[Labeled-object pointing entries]
>>>>>

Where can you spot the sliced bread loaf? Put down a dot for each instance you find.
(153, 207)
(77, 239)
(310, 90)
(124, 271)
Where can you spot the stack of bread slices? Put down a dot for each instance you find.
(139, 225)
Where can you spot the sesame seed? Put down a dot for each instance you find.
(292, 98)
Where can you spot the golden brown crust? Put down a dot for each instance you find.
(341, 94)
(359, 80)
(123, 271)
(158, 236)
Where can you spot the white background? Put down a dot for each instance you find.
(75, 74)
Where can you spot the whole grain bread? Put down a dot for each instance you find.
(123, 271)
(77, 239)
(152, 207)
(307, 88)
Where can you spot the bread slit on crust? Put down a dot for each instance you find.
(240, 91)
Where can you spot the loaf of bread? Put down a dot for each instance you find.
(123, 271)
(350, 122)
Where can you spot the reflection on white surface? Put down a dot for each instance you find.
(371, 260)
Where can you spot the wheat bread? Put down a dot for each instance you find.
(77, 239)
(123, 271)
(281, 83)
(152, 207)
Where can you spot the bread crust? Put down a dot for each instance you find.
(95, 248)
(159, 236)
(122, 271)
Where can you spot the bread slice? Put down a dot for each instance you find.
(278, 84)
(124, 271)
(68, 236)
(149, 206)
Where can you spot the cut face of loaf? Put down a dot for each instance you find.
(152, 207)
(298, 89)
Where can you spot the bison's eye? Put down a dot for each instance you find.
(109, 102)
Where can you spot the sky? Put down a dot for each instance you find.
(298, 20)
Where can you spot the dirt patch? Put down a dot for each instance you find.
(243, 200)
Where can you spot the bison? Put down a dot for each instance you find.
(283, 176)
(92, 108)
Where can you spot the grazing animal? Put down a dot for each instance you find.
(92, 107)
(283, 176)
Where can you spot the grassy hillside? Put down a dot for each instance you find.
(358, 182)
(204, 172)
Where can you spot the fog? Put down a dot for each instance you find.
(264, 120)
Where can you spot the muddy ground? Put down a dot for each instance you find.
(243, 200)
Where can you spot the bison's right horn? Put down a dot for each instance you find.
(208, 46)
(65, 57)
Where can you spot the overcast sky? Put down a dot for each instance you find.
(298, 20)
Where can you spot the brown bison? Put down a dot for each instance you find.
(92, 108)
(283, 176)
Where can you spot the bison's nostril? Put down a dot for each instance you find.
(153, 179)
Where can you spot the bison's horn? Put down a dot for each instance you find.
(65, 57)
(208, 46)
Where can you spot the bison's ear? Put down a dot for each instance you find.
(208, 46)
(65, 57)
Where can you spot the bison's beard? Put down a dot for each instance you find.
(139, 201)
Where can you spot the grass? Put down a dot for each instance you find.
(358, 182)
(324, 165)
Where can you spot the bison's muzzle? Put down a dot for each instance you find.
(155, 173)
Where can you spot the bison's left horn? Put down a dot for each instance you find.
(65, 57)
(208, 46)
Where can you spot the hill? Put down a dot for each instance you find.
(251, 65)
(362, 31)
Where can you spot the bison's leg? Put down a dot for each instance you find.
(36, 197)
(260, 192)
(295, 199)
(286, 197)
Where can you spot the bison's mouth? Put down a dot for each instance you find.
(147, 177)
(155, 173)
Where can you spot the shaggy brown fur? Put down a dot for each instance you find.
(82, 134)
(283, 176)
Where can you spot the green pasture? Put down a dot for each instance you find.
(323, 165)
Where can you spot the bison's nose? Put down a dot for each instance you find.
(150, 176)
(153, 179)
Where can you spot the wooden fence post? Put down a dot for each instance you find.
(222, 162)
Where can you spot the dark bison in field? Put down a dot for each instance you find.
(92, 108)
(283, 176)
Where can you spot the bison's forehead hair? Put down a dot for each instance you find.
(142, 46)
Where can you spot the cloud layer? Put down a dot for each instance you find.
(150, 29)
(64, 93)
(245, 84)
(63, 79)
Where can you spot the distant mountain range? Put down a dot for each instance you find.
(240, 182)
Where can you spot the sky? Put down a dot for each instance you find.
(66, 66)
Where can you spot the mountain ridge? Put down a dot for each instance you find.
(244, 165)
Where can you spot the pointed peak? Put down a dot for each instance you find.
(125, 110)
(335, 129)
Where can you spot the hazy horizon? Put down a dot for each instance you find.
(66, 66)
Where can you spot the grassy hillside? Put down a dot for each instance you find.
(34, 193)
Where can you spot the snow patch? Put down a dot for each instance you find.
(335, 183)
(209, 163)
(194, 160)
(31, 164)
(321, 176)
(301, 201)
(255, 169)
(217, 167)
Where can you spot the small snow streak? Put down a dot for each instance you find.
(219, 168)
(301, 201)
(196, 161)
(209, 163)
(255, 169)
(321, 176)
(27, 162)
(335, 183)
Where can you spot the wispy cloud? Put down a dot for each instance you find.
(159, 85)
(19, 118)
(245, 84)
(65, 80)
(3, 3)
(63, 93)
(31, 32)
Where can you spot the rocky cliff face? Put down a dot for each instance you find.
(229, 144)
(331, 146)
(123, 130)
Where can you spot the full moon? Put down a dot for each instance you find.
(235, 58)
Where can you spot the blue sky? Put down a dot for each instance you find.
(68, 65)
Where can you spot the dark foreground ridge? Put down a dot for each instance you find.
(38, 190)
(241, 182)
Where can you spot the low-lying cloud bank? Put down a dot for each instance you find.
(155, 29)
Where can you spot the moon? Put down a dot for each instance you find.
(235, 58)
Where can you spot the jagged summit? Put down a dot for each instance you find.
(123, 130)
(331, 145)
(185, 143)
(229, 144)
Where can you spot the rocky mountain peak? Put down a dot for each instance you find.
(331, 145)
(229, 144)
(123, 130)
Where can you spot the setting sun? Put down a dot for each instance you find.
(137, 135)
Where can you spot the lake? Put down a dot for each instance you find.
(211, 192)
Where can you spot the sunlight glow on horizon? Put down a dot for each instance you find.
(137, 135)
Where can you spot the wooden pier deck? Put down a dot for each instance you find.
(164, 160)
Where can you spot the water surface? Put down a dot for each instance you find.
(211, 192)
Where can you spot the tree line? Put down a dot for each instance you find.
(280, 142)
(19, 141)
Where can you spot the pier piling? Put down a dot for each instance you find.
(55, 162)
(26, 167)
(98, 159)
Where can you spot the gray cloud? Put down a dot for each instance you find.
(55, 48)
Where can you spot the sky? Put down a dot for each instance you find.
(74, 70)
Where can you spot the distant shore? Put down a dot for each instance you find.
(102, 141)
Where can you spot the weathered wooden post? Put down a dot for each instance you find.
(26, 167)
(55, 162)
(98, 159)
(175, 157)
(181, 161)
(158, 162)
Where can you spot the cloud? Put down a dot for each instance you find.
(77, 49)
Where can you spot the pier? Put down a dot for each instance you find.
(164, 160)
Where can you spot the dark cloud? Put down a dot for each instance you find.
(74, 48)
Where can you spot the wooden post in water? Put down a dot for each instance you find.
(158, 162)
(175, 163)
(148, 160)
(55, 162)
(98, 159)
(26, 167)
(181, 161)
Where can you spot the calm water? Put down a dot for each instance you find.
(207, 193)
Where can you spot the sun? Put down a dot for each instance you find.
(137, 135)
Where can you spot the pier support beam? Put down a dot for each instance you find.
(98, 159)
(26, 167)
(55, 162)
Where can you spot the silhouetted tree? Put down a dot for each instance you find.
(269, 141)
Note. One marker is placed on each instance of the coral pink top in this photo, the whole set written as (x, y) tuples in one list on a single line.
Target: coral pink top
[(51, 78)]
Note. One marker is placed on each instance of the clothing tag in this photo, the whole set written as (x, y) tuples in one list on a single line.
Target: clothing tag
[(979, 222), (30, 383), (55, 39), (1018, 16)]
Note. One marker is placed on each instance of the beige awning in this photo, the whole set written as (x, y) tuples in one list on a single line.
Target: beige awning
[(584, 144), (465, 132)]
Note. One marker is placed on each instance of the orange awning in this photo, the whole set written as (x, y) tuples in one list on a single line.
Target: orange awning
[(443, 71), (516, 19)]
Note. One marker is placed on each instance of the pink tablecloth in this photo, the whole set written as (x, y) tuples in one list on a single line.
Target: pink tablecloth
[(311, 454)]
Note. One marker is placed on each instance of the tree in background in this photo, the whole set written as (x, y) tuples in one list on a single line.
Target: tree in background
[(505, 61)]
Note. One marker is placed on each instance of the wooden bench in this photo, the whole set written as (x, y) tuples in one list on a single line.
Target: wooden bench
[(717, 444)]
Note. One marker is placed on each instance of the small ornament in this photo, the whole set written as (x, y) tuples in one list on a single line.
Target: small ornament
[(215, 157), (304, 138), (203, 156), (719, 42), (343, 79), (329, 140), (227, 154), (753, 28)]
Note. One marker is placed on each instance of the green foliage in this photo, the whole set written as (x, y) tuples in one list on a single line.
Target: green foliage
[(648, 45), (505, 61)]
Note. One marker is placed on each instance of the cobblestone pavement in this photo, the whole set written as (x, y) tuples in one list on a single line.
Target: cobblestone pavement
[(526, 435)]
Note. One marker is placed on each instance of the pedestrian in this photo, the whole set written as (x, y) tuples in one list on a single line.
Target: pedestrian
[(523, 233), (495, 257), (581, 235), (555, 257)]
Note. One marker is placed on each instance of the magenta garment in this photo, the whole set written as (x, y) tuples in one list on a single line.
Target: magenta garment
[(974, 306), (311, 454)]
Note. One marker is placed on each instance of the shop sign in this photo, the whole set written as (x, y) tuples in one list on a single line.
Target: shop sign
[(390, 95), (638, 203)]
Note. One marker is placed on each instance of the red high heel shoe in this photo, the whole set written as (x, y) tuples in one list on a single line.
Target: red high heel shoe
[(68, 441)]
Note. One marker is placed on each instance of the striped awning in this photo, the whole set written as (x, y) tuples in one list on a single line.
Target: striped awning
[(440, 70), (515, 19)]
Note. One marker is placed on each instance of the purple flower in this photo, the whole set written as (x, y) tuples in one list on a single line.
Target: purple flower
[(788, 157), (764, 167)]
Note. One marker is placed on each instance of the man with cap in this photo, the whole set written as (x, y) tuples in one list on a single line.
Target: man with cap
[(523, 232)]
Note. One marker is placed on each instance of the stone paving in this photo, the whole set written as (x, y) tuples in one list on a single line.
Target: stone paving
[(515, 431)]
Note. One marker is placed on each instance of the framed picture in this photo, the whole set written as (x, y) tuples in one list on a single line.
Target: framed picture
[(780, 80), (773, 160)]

<<<<<

Goal of the exercise
From the line that contains "Note. One marker is placed on each instance of the man" to the last line of the material above, repeat every line exactly, keeping both the first and the last.

Full response
Note. One marker is placed on each instance of the man with cap in this photo, the whole set written as (x, y) tuples in one list on a single line.
Target: man with cap
[(523, 232)]
Note. One marker is placed on each instance of the stone paving in this photo, the whole set written as (x, y) tuples in one list on a single line.
Target: stone paving
[(515, 431)]
Note. One marker is placed on each instance of the framed picture in this photo, the whole set written as (x, y) tuples in one list on a single line.
Target: framed picture
[(780, 80), (773, 160)]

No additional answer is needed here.